Rewrite the listing below as a numbered list, one line per item, with the blank lines and the pictures left out.
◆ ◆ ◆ ◆ ◆
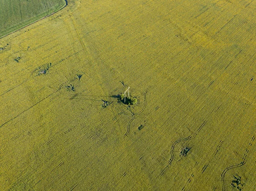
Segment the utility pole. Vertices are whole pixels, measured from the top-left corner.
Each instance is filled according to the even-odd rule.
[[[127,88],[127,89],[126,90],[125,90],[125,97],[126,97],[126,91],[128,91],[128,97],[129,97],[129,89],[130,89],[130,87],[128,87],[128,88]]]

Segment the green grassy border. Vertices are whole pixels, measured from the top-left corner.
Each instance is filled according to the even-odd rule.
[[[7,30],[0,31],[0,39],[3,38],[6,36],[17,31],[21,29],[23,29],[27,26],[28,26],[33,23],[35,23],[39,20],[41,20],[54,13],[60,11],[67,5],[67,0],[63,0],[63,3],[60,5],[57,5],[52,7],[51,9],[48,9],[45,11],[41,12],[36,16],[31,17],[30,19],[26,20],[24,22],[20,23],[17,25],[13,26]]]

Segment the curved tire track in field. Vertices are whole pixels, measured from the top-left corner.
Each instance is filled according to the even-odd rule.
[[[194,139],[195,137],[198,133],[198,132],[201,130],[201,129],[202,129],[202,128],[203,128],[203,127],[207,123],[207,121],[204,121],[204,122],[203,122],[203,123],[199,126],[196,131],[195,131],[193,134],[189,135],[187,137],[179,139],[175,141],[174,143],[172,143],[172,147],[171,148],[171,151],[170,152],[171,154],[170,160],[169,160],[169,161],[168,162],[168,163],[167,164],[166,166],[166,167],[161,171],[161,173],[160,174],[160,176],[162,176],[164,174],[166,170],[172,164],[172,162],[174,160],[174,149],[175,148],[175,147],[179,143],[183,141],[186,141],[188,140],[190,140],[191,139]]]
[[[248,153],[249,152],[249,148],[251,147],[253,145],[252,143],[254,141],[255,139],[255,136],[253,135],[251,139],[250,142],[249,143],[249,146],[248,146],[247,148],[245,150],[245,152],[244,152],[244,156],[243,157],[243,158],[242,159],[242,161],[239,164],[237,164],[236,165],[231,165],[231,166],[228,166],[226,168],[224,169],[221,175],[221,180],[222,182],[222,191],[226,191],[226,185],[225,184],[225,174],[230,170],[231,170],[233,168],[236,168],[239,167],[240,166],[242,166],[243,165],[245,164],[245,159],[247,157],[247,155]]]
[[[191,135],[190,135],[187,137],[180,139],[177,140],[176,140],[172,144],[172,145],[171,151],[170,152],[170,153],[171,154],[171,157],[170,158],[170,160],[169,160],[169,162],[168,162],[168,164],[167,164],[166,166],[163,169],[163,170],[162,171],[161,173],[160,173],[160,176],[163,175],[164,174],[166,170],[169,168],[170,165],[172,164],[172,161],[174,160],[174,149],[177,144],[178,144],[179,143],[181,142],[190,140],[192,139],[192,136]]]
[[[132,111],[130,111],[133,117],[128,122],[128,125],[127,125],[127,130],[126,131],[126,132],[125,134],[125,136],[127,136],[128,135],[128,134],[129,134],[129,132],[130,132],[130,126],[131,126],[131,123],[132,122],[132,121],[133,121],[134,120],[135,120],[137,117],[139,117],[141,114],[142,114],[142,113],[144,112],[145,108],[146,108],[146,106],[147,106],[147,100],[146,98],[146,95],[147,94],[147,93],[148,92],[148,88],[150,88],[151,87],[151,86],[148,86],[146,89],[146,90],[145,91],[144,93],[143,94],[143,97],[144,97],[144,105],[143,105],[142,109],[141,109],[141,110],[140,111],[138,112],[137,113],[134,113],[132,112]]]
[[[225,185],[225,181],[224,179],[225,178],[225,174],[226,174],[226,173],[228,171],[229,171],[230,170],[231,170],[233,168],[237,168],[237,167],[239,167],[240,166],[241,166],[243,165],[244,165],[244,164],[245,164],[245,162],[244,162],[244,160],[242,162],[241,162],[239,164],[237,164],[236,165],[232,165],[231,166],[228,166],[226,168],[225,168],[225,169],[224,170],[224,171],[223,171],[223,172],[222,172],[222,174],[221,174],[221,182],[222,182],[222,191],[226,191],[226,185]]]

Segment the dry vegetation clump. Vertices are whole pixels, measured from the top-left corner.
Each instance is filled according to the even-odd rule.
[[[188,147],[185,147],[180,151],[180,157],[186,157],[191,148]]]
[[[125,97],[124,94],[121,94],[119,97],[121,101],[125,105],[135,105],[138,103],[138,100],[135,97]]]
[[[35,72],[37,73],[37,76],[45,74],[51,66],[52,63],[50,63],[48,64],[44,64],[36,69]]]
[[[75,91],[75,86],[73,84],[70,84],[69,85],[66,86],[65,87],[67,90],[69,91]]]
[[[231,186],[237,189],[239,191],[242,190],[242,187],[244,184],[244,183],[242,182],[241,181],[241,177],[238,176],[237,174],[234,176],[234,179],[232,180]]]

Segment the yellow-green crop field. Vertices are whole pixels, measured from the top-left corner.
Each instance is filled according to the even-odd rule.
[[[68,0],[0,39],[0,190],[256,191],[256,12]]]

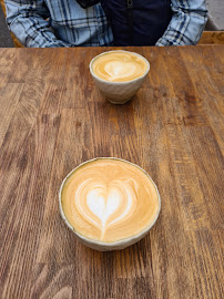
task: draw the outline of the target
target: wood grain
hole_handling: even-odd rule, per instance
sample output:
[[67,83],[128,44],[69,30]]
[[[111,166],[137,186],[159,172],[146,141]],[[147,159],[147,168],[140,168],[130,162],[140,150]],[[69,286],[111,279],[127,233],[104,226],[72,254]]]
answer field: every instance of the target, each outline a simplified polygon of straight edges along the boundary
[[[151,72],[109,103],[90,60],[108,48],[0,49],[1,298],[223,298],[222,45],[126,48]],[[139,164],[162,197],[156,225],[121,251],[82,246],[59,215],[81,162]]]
◆ ◆ ◆ ◆ ◆
Solved exercise:
1. Segment the utility pole. Vertices are whole pixels, measured from the top-left corner.
2. Each instance is filled according to the even-odd rule.
3. [[[127,88],[127,89],[126,90],[125,90],[125,97],[126,97],[126,91],[128,91],[128,97],[129,97],[129,89],[130,89],[130,87],[128,87],[128,88]]]
4. Segment the green grassy border. Vertices are whole pixels, measured from the top-left corner.
5. Each instance is filled according to the even-odd rule.
6. [[[7,30],[0,31],[0,39],[3,38],[6,36],[17,31],[21,29],[23,29],[27,26],[28,26],[33,23],[35,23],[39,20],[41,20],[54,13],[60,11],[67,5],[67,0],[63,0],[63,3],[60,5],[57,5],[52,7],[51,9],[48,9],[45,11],[41,12],[36,16],[31,17],[30,19],[26,20],[24,22],[20,23],[17,25],[13,26]]]
7. Segment the curved tire track in field. Vertices are whole pixels, measured from the top-left corner.
8. Each instance is filled according to the even-odd rule.
9. [[[194,139],[195,137],[198,133],[198,132],[201,130],[201,129],[202,129],[202,128],[203,128],[203,127],[207,123],[207,121],[204,121],[204,122],[203,122],[203,123],[199,126],[196,131],[195,131],[193,134],[189,135],[187,137],[179,139],[175,141],[174,143],[172,143],[172,147],[171,148],[171,151],[170,152],[171,154],[170,160],[169,160],[169,161],[168,162],[168,163],[167,164],[166,166],[166,167],[161,171],[161,173],[160,174],[160,176],[162,176],[164,174],[166,170],[172,164],[172,162],[174,160],[174,149],[175,148],[175,147],[179,143],[183,141],[186,141],[188,140],[190,140],[191,139]]]
10. [[[248,153],[249,152],[249,148],[251,147],[253,145],[252,143],[254,141],[255,139],[255,136],[253,135],[251,139],[250,142],[249,143],[249,146],[248,146],[247,148],[245,150],[245,152],[244,152],[244,156],[243,157],[243,158],[242,159],[242,161],[239,164],[237,164],[236,165],[231,165],[231,166],[228,166],[226,168],[224,169],[221,175],[221,180],[222,182],[222,191],[226,191],[226,185],[225,184],[225,174],[230,170],[231,170],[233,168],[236,168],[239,167],[240,166],[242,166],[243,165],[245,164],[245,159],[247,157],[247,155]]]
11. [[[191,135],[190,135],[187,137],[180,139],[177,140],[176,140],[172,144],[172,145],[171,151],[170,152],[170,153],[171,154],[171,157],[170,158],[170,160],[169,160],[169,162],[168,162],[168,164],[167,164],[166,166],[163,169],[163,170],[162,171],[161,173],[160,173],[160,176],[163,175],[164,174],[166,170],[169,168],[170,165],[172,164],[172,161],[174,160],[174,149],[177,144],[178,144],[179,143],[181,142],[190,140],[192,139],[192,136]]]
12. [[[132,111],[130,111],[133,117],[128,122],[128,125],[127,125],[127,130],[126,131],[126,132],[125,134],[125,136],[127,136],[128,135],[128,134],[129,134],[129,132],[130,132],[130,126],[131,126],[131,123],[132,122],[132,121],[133,121],[134,120],[135,120],[137,117],[139,117],[141,114],[142,114],[142,113],[144,112],[145,108],[146,108],[146,106],[147,106],[147,100],[146,98],[146,95],[147,94],[147,93],[148,92],[148,88],[150,88],[151,87],[151,86],[148,86],[146,89],[146,90],[145,91],[144,93],[143,94],[143,97],[144,97],[144,105],[143,105],[142,109],[141,109],[141,110],[140,111],[138,112],[137,113],[134,113],[132,112]]]
13. [[[225,185],[225,181],[224,179],[225,178],[225,174],[226,174],[226,173],[228,171],[229,171],[230,170],[231,170],[233,168],[237,168],[237,167],[239,167],[240,166],[241,166],[243,165],[244,165],[244,164],[245,164],[245,162],[244,162],[244,160],[242,162],[241,162],[239,164],[237,164],[236,165],[232,165],[231,166],[228,166],[226,168],[225,168],[225,169],[224,170],[224,171],[223,171],[223,172],[222,172],[222,174],[221,174],[221,182],[222,182],[222,191],[226,191],[226,185]]]
14. Segment the dry vegetation clump. Vertices are whole pixels, measured from the top-left corner.
15. Each instance is filled according to the even-odd rule.
16. [[[188,147],[185,147],[180,151],[180,157],[186,157],[191,148]]]
17. [[[125,97],[124,94],[121,94],[119,97],[121,101],[125,105],[135,105],[138,103],[138,100],[135,97]]]
18. [[[35,72],[37,73],[37,76],[45,74],[51,66],[52,63],[50,63],[48,64],[44,64],[36,69]]]
19. [[[75,91],[75,86],[73,84],[70,84],[69,85],[66,86],[65,87],[67,90],[69,91]]]
20. [[[231,186],[237,189],[239,191],[242,190],[242,187],[244,184],[244,183],[242,182],[241,181],[241,177],[238,176],[237,174],[234,176],[234,179],[232,180]]]
21. Segment the yellow-green crop field. Vertices are whole pixels, measured from the top-left corner.
22. Each instance is filled according to the even-odd rule.
23. [[[68,0],[0,39],[0,190],[256,191],[256,12]]]
24. task: draw the outline of the target
25. target: wood grain
26. hole_handling: even-odd rule, per instance
27. sample output:
28. [[67,83],[128,44],[69,30]]
29. [[[111,166],[137,186],[159,172],[146,141]],[[147,159],[147,168],[140,168],[130,162],[140,150]],[[69,286],[111,279],[127,233],[104,226],[72,254]]]
30. answer field: every instance of the target, each outline a simplified polygon of straight edges along the boundary
31. [[[151,72],[109,103],[90,60],[108,48],[0,49],[1,298],[223,298],[222,45],[126,48]],[[139,164],[162,197],[156,225],[121,251],[82,246],[59,215],[81,162]]]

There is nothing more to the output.